» Your instructions
Find the line containing "of the illuminated", then return it and every line after it through the end of the records, exactly. Leave out pictures.
►
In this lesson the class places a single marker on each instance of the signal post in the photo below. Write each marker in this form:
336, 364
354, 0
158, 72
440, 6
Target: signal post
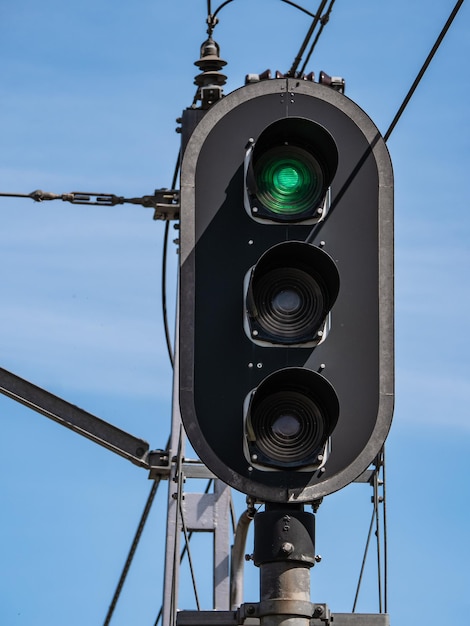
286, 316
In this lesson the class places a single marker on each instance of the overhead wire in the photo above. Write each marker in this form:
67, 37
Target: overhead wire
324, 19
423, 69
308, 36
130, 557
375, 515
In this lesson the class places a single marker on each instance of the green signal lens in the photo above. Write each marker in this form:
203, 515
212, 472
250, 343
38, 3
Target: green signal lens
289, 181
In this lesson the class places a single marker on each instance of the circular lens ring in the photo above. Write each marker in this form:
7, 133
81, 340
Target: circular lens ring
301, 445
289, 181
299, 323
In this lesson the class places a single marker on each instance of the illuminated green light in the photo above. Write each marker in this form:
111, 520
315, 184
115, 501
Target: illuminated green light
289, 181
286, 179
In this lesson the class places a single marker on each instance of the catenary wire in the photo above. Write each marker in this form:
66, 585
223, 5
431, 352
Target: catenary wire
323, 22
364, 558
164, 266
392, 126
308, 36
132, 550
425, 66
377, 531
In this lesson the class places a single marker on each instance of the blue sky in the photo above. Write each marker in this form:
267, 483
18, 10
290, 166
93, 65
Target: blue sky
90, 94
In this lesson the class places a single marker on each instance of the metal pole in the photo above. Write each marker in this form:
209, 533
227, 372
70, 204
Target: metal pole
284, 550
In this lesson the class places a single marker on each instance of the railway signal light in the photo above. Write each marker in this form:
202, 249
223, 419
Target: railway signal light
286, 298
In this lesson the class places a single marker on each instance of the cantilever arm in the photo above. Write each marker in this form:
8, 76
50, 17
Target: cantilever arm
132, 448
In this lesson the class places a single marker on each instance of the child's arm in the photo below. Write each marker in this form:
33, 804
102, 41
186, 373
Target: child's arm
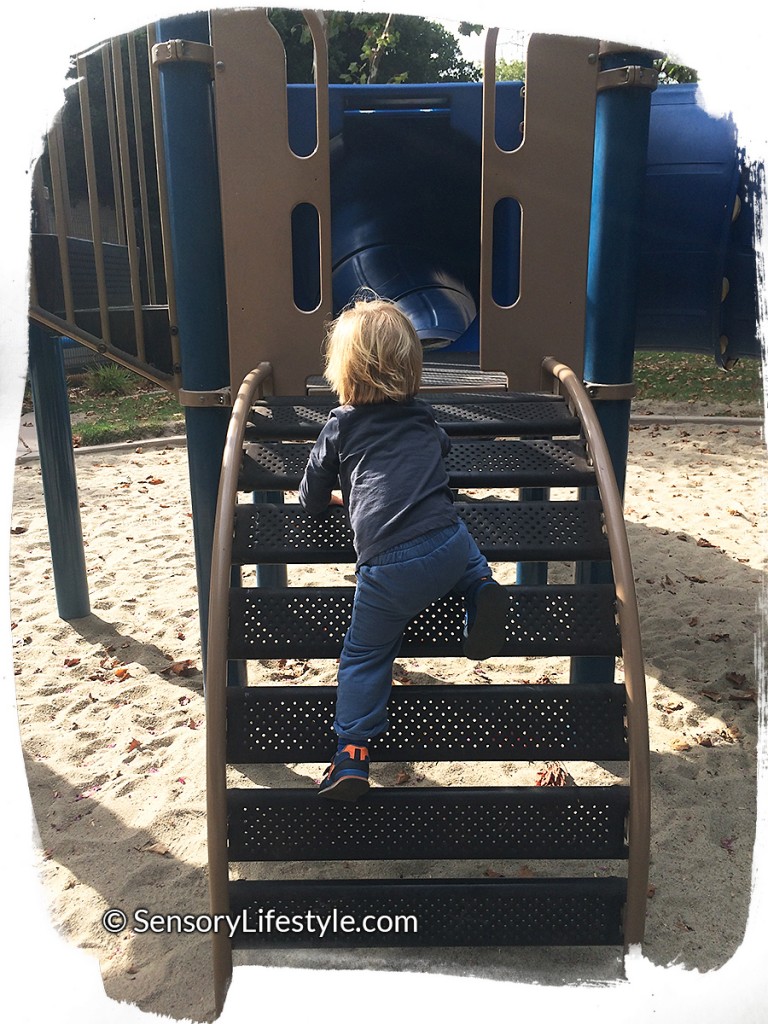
◄
» Result for this task
In this lesson the class places a single marker on each instance of the illuminated green light in the photo above. Write each marker in this form:
111, 520
315, 184
115, 501
Target: illuminated green light
289, 181
286, 179
In this lesson the class places a single marker on each instance of the catenary wire in the photo above. Write each marker in this form:
66, 585
223, 5
431, 352
Target: catenary wire
323, 22
364, 558
164, 266
392, 126
308, 36
132, 550
425, 66
377, 531
In this lesson the class places a single marker on each instance of the blue sky in the photo above. Write each marker in this form:
267, 483
18, 10
290, 166
93, 65
Target: blue sky
90, 94
In this lesson the class places a single marker on each instance of the metal pole in the photo above. Write each marker in this form:
209, 533
227, 372
70, 204
Target: metal pole
284, 550
In this lesson the class places a single marker on each instance of the railway signal light in the photo above. Write each marker in this form:
202, 249
223, 419
Target: railway signal light
286, 298
In this lesson the class places a single marker on each instance of the cantilever arm in the photo above. Write each marker in this form:
8, 76
50, 17
Target: cantilever arm
132, 448
In this lesson the class places a single marker on each instance of the child's arm in the photo below. Write each marker in this form:
33, 804
102, 41
186, 373
Target: child's arm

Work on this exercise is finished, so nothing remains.